EXCERTO SELECIONADO:
• • • • •
1)      Quanto ao alcance do artigo 22.o TFUE

i)      Argumentos da República Checa

75.      Este Estado‑Membro alega que resulta das Diretivas 93/109 e 94/80, que orientam a interpretação do artigo 22.o TFUE, que a condição da nacionalidade é tratada no que diz respeito ao direito de eleger e de ser eleito e não em relação a outros elementos, incluindo as condições de filiação num partido político. Esta análise é corroborada pela jurisprudência do Tribunal de Justiça (31).

ii)    Observações da Comissão

76.      Esta instituição considera que, embora o direito derivado regule seguramente certos aspetos do direito dos cidadãos da União em matéria de eleições, este direito derivado não pode ser invocado para limitar o alcance do artigo 22.o TFUE e, consequentemente, o do artigo 20.o, n.o 2, alínea b), TFUE a questões específicas reguladas pelo referido direito. É o Tratado que determina o âmbito de aplicação autorizado do direito derivado, e não o inverso (32).

2)      Quanto à base jurídica aplicável

i)      Argumentos da República Checa

77.      Este Estado‑Membro sustenta que, se o direito da União fosse aplicável ao presente processo, este deveria ser apreciado à luz da proibição geral de discriminação em razão da nacionalidade constante do artigo 18.o TFUE, e não à luz do artigo 22.o TFUE, que prevê uma proibição específica de discriminação no que respeita ao direito de eleger e de ser eleito dos cidadãos «móveis» da União em determinadas eleições. Uma vez que a filiação num partido político não confere a um cidadão «móvel» da União a qualidade de candidato a uma eleição, na falta desta qualidade, só o artigo 18.o TFUE é aplicável (33).
• • • • •
Registos de colocação de pontos:
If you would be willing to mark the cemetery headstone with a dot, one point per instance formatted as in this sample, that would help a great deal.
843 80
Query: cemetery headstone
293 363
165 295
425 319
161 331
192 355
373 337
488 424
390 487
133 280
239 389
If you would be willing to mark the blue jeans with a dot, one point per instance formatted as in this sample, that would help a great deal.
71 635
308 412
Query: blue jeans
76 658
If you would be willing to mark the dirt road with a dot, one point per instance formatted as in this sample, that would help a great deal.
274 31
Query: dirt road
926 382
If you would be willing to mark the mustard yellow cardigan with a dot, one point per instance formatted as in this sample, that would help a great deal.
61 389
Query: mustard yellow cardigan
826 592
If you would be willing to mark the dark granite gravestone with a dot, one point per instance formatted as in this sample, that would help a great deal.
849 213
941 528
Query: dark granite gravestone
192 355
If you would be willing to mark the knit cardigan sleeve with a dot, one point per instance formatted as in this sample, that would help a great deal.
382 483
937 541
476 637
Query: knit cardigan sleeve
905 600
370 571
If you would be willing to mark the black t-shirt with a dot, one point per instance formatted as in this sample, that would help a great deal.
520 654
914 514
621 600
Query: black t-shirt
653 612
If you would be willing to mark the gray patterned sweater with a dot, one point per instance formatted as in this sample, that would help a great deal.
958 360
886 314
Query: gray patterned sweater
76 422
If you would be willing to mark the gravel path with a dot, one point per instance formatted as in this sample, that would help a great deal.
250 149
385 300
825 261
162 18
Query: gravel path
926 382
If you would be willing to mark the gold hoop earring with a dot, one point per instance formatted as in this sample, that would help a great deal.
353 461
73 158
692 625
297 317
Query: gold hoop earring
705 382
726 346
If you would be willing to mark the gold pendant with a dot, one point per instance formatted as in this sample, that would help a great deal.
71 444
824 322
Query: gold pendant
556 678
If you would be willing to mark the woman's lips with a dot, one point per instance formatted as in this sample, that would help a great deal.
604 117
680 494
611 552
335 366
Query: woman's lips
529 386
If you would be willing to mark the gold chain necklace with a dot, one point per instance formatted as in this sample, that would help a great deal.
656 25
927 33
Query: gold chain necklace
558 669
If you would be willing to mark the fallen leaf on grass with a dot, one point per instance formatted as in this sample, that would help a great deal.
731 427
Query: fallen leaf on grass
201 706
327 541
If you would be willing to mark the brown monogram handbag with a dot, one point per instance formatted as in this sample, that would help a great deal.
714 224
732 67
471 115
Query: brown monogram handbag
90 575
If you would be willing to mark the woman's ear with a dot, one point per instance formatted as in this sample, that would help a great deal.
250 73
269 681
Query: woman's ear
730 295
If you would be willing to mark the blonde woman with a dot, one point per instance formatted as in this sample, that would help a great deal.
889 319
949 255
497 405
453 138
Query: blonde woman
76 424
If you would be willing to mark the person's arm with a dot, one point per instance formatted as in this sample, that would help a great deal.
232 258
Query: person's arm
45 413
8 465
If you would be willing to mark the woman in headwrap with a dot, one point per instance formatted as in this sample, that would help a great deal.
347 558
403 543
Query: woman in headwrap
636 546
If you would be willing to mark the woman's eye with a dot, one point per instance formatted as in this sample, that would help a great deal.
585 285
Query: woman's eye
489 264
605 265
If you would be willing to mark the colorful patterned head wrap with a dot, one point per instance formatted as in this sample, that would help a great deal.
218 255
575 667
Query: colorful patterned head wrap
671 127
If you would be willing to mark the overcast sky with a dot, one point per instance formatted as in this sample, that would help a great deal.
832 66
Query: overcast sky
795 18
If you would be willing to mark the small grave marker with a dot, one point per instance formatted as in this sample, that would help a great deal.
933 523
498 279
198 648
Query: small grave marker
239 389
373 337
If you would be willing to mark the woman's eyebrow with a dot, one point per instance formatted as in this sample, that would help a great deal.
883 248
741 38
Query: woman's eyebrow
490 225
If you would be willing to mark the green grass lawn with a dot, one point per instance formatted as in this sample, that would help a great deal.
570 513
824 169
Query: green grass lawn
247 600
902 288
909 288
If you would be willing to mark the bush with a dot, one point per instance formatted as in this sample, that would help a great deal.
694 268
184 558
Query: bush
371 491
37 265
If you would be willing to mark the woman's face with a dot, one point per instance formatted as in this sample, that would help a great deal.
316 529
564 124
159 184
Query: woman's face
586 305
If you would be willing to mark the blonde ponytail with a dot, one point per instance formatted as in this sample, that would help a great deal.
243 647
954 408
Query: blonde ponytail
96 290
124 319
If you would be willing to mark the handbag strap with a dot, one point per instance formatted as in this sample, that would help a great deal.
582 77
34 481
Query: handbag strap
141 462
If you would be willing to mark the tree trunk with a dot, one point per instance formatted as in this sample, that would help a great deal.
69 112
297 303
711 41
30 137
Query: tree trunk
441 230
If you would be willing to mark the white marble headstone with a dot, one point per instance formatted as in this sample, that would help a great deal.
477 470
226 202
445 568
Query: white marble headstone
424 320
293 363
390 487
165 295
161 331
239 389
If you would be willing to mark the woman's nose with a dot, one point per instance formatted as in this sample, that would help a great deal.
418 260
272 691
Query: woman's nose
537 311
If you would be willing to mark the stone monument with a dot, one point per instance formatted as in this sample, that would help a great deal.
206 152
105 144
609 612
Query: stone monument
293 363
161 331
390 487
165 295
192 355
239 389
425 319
• • • • •
INSTRUÇÃO ESCRITA: Copia de novo o excerto, começando em «75.      Este Estado‑Membro alega» e seguindo até «Tribunal de Justiça (31).», mas troca o nome «Tribunal de Justiça» por «Tribunal Geral». Baseia-te só no excerto, sem recorrer à listagem.

RESULTADO:
75.      Este Estado‑Membro alega que resulta das Diretivas 93/109 e 94/80, que orientam a interpretação do artigo 22.o TFUE, que a condição da nacionalidade é tratada no que diz respeito ao direito de eleger e de ser eleito e não em relação a outros elementos, incluindo as condições de filiação num partido político. Esta análise é corroborada pela jurisprudência do Tribunal Geral (31).